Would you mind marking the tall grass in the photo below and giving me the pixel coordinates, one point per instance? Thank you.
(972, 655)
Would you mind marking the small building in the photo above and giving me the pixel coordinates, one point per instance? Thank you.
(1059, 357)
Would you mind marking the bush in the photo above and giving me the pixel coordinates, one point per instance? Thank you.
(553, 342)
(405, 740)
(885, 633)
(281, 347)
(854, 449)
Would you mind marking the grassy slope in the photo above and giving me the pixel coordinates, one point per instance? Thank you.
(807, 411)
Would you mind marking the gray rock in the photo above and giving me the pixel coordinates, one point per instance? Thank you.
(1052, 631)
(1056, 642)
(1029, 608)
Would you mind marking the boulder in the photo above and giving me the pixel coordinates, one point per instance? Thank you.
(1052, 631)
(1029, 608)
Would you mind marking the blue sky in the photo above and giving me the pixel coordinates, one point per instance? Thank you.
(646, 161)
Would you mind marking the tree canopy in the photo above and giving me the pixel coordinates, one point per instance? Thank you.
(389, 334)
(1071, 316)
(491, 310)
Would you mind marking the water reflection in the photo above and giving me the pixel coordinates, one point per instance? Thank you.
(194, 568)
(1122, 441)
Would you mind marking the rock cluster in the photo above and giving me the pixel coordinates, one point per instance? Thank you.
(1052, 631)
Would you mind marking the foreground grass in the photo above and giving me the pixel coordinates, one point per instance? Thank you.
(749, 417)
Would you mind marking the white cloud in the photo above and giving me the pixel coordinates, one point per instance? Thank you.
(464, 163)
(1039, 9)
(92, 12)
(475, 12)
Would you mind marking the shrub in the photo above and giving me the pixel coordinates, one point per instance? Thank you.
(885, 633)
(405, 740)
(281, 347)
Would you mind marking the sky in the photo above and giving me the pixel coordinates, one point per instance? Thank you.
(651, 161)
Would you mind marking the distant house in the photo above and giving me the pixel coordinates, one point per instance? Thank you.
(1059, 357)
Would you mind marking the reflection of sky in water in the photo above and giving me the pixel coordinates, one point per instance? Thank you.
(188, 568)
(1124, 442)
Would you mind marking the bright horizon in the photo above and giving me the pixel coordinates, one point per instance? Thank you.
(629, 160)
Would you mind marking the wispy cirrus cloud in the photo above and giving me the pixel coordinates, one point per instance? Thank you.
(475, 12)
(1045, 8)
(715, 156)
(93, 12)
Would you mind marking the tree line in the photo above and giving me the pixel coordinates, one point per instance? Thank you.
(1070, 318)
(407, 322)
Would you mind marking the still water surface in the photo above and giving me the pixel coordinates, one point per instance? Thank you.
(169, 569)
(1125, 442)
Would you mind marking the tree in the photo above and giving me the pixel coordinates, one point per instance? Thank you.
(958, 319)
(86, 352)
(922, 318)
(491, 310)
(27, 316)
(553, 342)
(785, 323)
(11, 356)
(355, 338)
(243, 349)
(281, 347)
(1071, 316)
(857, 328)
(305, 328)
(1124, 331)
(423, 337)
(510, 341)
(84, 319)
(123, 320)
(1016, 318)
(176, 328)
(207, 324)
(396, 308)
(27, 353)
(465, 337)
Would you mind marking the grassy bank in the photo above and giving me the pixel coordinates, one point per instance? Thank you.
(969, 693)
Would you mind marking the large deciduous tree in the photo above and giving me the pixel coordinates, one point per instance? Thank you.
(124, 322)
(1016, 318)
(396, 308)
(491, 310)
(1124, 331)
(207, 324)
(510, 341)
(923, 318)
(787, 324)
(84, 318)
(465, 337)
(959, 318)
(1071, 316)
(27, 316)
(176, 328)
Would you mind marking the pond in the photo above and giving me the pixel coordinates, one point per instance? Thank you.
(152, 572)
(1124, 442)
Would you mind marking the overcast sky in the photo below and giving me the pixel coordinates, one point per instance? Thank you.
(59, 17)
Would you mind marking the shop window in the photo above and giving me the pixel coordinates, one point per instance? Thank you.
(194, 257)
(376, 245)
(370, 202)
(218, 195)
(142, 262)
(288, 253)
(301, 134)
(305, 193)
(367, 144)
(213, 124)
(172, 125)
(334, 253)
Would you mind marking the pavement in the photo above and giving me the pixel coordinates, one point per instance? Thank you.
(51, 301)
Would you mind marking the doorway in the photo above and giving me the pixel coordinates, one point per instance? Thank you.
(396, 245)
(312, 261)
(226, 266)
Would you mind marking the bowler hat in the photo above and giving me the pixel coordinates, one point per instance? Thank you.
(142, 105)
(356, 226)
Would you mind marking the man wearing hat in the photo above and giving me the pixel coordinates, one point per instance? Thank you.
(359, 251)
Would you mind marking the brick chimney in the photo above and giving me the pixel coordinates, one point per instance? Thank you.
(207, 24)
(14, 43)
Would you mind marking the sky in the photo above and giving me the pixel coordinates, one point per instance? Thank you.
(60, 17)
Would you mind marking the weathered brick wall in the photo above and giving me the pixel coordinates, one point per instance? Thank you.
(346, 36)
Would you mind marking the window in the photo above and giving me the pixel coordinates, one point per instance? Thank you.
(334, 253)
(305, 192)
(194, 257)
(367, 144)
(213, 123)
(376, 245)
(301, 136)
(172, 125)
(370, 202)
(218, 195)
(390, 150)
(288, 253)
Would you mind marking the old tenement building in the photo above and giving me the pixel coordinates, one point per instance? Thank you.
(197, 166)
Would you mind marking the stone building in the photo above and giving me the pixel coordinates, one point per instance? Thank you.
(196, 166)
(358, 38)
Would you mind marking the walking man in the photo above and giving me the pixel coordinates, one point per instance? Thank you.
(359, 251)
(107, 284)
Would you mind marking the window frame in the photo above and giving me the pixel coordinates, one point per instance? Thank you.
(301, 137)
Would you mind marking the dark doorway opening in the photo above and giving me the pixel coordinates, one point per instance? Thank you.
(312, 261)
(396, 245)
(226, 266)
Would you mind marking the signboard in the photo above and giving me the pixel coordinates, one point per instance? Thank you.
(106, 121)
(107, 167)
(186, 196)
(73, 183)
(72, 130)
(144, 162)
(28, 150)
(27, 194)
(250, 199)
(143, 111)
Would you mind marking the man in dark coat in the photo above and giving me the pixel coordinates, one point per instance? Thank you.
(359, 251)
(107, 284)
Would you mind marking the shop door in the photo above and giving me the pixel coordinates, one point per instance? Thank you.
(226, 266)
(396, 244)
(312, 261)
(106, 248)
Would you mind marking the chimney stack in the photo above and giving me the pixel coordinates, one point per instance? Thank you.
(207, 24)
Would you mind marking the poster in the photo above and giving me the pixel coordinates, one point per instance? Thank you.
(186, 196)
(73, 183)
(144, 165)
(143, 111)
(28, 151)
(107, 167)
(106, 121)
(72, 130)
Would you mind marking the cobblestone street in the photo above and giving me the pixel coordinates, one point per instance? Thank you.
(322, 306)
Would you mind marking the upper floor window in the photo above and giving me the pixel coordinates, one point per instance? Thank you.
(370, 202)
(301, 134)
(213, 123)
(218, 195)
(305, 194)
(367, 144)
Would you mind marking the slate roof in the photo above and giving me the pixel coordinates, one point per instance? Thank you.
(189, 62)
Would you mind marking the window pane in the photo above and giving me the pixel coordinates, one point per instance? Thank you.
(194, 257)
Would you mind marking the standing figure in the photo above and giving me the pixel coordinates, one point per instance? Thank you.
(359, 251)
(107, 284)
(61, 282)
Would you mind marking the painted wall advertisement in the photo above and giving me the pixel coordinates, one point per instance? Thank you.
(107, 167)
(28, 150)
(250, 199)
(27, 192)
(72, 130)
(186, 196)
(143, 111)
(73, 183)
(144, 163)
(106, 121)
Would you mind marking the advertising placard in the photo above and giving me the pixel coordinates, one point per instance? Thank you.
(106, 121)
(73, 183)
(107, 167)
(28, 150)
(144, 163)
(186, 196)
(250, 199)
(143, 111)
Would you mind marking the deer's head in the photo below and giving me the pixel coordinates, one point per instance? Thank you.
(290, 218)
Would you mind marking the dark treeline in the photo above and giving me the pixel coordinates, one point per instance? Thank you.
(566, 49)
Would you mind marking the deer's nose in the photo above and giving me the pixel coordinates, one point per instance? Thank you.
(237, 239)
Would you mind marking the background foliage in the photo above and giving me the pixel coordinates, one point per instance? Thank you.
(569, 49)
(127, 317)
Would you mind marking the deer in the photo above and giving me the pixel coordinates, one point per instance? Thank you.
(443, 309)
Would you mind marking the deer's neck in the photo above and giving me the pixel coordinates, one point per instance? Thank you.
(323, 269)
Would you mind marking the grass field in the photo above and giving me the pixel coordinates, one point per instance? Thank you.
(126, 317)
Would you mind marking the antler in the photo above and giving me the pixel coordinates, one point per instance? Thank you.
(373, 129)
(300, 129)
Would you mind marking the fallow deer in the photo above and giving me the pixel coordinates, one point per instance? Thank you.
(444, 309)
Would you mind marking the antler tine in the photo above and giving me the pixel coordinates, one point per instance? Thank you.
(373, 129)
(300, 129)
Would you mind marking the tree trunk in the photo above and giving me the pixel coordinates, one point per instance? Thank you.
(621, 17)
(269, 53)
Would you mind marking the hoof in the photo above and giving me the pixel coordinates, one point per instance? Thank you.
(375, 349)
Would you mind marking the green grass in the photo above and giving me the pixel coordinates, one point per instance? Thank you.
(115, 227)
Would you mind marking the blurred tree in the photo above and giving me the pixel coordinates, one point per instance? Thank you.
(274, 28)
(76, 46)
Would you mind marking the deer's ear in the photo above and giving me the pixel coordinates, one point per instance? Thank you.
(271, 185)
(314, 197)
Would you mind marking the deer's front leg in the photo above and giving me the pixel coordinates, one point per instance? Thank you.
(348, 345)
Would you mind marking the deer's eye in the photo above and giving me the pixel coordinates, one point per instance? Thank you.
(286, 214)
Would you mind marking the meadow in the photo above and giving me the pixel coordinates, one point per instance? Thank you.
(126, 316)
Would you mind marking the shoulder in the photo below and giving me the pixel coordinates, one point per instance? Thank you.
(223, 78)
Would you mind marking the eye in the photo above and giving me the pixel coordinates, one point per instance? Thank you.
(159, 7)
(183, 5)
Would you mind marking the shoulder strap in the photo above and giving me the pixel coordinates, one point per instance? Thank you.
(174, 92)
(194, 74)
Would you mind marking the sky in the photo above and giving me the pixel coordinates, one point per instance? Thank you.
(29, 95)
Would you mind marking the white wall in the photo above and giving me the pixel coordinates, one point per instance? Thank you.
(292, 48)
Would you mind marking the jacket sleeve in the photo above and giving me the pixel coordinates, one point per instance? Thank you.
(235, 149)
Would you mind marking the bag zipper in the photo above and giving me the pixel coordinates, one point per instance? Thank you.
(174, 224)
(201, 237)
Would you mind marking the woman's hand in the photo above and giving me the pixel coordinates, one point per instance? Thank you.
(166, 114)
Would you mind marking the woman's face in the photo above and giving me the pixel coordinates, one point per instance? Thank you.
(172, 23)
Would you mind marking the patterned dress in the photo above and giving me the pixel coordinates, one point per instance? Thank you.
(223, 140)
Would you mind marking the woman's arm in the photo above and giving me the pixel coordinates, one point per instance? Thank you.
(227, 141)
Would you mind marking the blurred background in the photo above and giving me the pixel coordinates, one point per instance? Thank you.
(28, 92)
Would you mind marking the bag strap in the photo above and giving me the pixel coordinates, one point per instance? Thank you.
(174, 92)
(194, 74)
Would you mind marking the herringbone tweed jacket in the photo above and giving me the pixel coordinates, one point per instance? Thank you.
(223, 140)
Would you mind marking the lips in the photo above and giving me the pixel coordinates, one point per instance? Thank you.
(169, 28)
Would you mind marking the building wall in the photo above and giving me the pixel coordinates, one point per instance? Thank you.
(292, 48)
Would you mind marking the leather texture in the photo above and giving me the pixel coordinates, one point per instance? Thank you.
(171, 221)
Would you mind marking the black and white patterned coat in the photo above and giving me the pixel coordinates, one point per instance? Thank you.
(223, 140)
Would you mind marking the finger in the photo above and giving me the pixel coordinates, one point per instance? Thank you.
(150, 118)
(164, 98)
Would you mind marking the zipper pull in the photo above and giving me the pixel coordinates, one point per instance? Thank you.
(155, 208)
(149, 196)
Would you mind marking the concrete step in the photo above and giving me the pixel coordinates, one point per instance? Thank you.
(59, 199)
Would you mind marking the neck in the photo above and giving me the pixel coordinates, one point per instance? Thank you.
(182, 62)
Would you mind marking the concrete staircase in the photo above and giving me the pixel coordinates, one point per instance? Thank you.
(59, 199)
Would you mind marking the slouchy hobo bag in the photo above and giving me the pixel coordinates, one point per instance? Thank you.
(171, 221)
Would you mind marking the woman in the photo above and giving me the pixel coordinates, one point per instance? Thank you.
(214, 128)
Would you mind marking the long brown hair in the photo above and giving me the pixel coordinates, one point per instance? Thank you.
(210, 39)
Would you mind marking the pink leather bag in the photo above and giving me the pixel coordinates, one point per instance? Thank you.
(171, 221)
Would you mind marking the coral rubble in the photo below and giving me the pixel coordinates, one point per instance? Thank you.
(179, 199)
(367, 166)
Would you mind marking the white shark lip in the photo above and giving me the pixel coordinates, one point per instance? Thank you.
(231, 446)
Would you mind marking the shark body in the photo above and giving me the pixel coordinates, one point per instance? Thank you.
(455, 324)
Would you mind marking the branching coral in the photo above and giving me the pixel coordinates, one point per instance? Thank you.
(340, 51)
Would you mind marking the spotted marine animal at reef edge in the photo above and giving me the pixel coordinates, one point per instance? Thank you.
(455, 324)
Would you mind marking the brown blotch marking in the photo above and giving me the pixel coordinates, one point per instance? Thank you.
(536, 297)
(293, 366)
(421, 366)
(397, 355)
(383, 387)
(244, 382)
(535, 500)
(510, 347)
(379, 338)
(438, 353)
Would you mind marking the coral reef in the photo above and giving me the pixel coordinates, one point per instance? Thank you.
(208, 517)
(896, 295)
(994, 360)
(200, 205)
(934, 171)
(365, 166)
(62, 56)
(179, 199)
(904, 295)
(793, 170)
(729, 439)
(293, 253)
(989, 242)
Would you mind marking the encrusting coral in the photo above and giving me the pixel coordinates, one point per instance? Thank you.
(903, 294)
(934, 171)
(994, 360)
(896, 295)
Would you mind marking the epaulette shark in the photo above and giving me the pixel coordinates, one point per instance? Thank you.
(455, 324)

* * * * *

GIVEN EXERCISE: Everything from the line with "Would you mind marking the spotted" through the last line of the material above should be echoed exactly, and nothing else.

COMPLETE ANSWER:
Would you mind marking the spotted marine animal at reef edge in the photo above and giving me the pixel coordinates, one point per instance? Thank you.
(455, 324)
Would you mind marking the brown blotch marking in the photo above and giving me the pixel coordinates, one point per instance? Thank you.
(536, 297)
(293, 366)
(421, 366)
(397, 355)
(383, 387)
(244, 382)
(535, 500)
(510, 347)
(379, 338)
(438, 353)
Would you mind marking the coral reef in the photo above and giving me the pixel coordinates, one point per instance? Thank you.
(208, 517)
(896, 295)
(994, 360)
(200, 205)
(934, 171)
(365, 166)
(62, 56)
(179, 199)
(904, 295)
(793, 170)
(729, 439)
(293, 253)
(989, 242)
Would you mind marking the encrusting coral in the photo above and giving me the pixel coordinates, one point per instance? Thank you.
(903, 294)
(934, 171)
(994, 360)
(896, 295)
Would you mind marking the epaulette shark in the photo above and giving me the pixel coordinates, one point per instance? Thank you.
(455, 324)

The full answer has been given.